Reproduce every one of the following records word for word, leaving out the picture.

**SUPPLIED DATA:**
━━━━━━━━━━━━━━━━━━━━
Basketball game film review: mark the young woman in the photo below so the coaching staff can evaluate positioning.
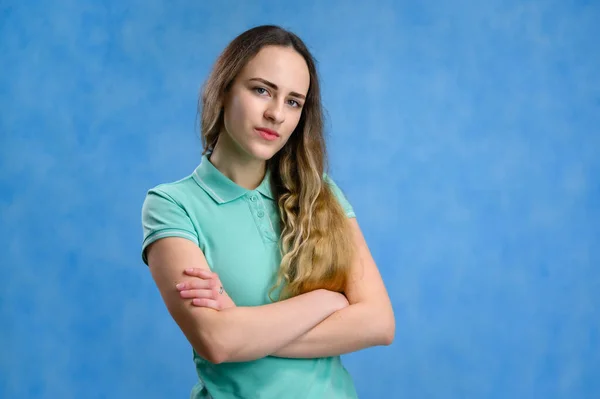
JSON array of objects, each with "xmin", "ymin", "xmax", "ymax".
[{"xmin": 142, "ymin": 26, "xmax": 395, "ymax": 399}]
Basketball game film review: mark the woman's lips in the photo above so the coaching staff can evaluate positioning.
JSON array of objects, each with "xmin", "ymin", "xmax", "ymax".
[{"xmin": 254, "ymin": 127, "xmax": 279, "ymax": 141}]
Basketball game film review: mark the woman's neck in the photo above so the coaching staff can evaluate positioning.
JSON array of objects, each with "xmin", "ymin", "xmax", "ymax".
[{"xmin": 209, "ymin": 133, "xmax": 266, "ymax": 190}]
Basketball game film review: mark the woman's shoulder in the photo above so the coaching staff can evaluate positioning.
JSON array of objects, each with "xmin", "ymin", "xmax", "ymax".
[{"xmin": 146, "ymin": 175, "xmax": 198, "ymax": 202}]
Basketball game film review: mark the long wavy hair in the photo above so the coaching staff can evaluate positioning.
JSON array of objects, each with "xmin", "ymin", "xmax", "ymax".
[{"xmin": 198, "ymin": 25, "xmax": 353, "ymax": 299}]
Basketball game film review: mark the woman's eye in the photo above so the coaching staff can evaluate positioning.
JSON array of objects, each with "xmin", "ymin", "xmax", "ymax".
[{"xmin": 254, "ymin": 87, "xmax": 268, "ymax": 95}]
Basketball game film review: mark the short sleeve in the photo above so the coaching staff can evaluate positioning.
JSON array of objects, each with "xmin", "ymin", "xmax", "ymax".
[
  {"xmin": 142, "ymin": 188, "xmax": 198, "ymax": 265},
  {"xmin": 323, "ymin": 174, "xmax": 356, "ymax": 218}
]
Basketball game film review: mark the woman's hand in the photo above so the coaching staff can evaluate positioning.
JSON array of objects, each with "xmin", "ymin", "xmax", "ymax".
[{"xmin": 176, "ymin": 268, "xmax": 235, "ymax": 310}]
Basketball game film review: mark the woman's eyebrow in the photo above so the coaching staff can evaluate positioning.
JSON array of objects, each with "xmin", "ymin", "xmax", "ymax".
[{"xmin": 248, "ymin": 78, "xmax": 306, "ymax": 100}]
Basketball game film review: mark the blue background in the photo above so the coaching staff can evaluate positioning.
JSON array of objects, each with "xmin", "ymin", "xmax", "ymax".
[{"xmin": 0, "ymin": 0, "xmax": 600, "ymax": 399}]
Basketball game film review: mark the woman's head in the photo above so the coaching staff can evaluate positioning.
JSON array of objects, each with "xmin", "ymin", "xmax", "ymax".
[
  {"xmin": 201, "ymin": 25, "xmax": 323, "ymax": 161},
  {"xmin": 201, "ymin": 25, "xmax": 353, "ymax": 297}
]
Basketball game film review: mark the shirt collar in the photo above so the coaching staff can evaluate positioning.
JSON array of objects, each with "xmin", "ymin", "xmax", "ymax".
[{"xmin": 193, "ymin": 153, "xmax": 275, "ymax": 204}]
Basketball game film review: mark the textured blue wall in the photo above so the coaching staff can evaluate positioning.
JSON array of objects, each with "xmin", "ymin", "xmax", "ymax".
[{"xmin": 0, "ymin": 0, "xmax": 600, "ymax": 399}]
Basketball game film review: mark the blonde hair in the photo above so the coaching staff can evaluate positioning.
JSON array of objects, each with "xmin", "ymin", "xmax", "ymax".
[{"xmin": 199, "ymin": 25, "xmax": 353, "ymax": 298}]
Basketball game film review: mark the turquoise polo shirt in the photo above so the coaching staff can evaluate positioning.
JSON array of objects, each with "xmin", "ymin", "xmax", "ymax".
[{"xmin": 142, "ymin": 154, "xmax": 357, "ymax": 399}]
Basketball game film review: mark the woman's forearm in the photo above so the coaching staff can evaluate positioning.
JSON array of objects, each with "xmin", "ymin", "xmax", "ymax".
[
  {"xmin": 272, "ymin": 303, "xmax": 395, "ymax": 358},
  {"xmin": 198, "ymin": 290, "xmax": 347, "ymax": 363}
]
━━━━━━━━━━━━━━━━━━━━
**WRITTEN SOLUTION:**
Basketball game film review: mark the young woman in the photo below so the coaching staff can evaluate positioning.
JSON array of objects, each with "xmin", "ymin", "xmax", "ymax".
[{"xmin": 142, "ymin": 26, "xmax": 395, "ymax": 399}]
Basketball game film review: mark the woman's lips in the photo above so the coaching staff can evaluate positioning.
JSON array of objects, each with "xmin", "ymin", "xmax", "ymax".
[{"xmin": 254, "ymin": 127, "xmax": 279, "ymax": 141}]
Basketball game film review: mark the woman's neck in the photo above so the coaching staff can evaluate positioning.
JSON array of objects, each with "xmin", "ymin", "xmax", "ymax".
[{"xmin": 209, "ymin": 133, "xmax": 266, "ymax": 190}]
Basketball game film review: mark the woman's shoulder in the photo above so the coaching staff can evaluate positioning.
JSON array of objects, each with "xmin", "ymin", "xmax", "ymax".
[{"xmin": 146, "ymin": 175, "xmax": 198, "ymax": 202}]
Basketball game film review: mark the long wavy hair in the photo above so the coaching staff can evaluate positioning.
JSON array of objects, each with "xmin", "ymin", "xmax", "ymax".
[{"xmin": 198, "ymin": 25, "xmax": 353, "ymax": 299}]
Basketball game film review: mark the woman's eye in the photo above so the coaching staff can evaluate positioning.
JSON array of objects, each with "xmin", "ymin", "xmax", "ymax".
[{"xmin": 254, "ymin": 87, "xmax": 268, "ymax": 95}]
Basketball game film review: mark the short sleeve in the photo above so the coaching staff can evaluate positioning.
JSON array of objects, each with "xmin", "ymin", "xmax", "ymax".
[
  {"xmin": 142, "ymin": 188, "xmax": 198, "ymax": 265},
  {"xmin": 323, "ymin": 174, "xmax": 356, "ymax": 218}
]
Basketball game film review: mark the woman's hand in the photo above so the coaching staff can evaluate positioning.
JSON array of objects, each with "xmin", "ymin", "xmax", "ymax".
[{"xmin": 176, "ymin": 268, "xmax": 235, "ymax": 310}]
Basketball game film review: mark the woman's eyebrow in the photo above so the coaching staff can evaluate positioning.
JSON array of objects, each with "xmin", "ymin", "xmax", "ymax".
[{"xmin": 248, "ymin": 78, "xmax": 306, "ymax": 100}]
Basketball game film review: mark the blue background in the photo above so the coaching staff can evaluate positioning.
JSON array of objects, each with "xmin", "ymin", "xmax", "ymax".
[{"xmin": 0, "ymin": 0, "xmax": 600, "ymax": 399}]
Basketball game film review: mark the woman's head in the photo above so the coaching staff can evaluate positioning.
JSON array of objects, each with "xmin", "ymin", "xmax", "ymax".
[
  {"xmin": 201, "ymin": 25, "xmax": 323, "ymax": 161},
  {"xmin": 201, "ymin": 25, "xmax": 353, "ymax": 297}
]
Basketball game film review: mark the shirt collar in the photo above so the coaching staff can evaluate positioning.
JSON array of objects, each with "xmin", "ymin", "xmax", "ymax".
[{"xmin": 193, "ymin": 153, "xmax": 275, "ymax": 204}]
Basketball game film review: mark the textured blue wall in the photo above so the coaching staff can evaluate positioning.
JSON array of objects, each with "xmin", "ymin", "xmax", "ymax".
[{"xmin": 0, "ymin": 0, "xmax": 600, "ymax": 399}]
Basketball game film review: mark the blonde hair in the photo above so the coaching staff can evaluate positioning.
JSON array of objects, each with "xmin", "ymin", "xmax", "ymax".
[{"xmin": 199, "ymin": 25, "xmax": 353, "ymax": 298}]
Basketball game film review: mark the turquoise polo shirt in the photo above so the coaching staff can evaluate positioning.
JSON array of objects, each with "xmin", "ymin", "xmax", "ymax".
[{"xmin": 142, "ymin": 154, "xmax": 357, "ymax": 399}]
Basketball game film review: mark the woman's forearm in the photo above so the coaching staff can evaluate positioning.
JSON array of objects, each with "xmin", "ymin", "xmax", "ymax".
[
  {"xmin": 272, "ymin": 303, "xmax": 395, "ymax": 358},
  {"xmin": 198, "ymin": 290, "xmax": 347, "ymax": 363}
]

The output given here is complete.